▸ Task directions: Render the listing below as a Markdown table with the columns Row and Text, one numbered row per line. Start at the top of the listing, stop after the line that contains "point(36, 30)", and leave out the pictures and any blank lines.

=-=-=-=-=

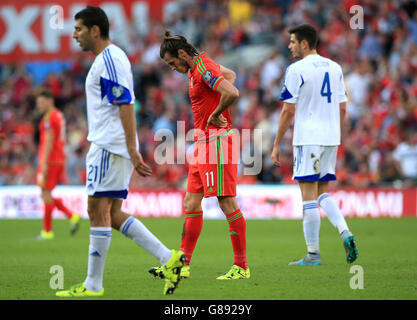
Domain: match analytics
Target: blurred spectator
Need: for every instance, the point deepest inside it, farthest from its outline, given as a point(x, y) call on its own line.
point(406, 157)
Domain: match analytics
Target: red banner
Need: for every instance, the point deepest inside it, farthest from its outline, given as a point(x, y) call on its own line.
point(36, 30)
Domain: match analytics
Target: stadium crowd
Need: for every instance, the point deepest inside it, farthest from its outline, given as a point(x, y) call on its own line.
point(379, 140)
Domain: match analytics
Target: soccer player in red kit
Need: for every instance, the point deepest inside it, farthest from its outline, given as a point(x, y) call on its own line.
point(51, 162)
point(213, 170)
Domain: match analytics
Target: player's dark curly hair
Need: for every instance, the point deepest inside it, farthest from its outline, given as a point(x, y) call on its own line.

=-=-=-=-=

▸ Response:
| Row | Text |
|---|---|
| 1 | Domain: match analytics |
| 2 | Target: blurred spectator |
| 3 | Need: for every instance, the point deepest inside it, farthest from its outline, given as a point(x, y) call on its own line. |
| 4 | point(406, 157) |
| 5 | Domain: match analytics |
| 6 | Target: red banner |
| 7 | Need: for every instance, the point deepest inside it, farthest from its outline, given as a point(x, y) call on its own line. |
| 8 | point(36, 30) |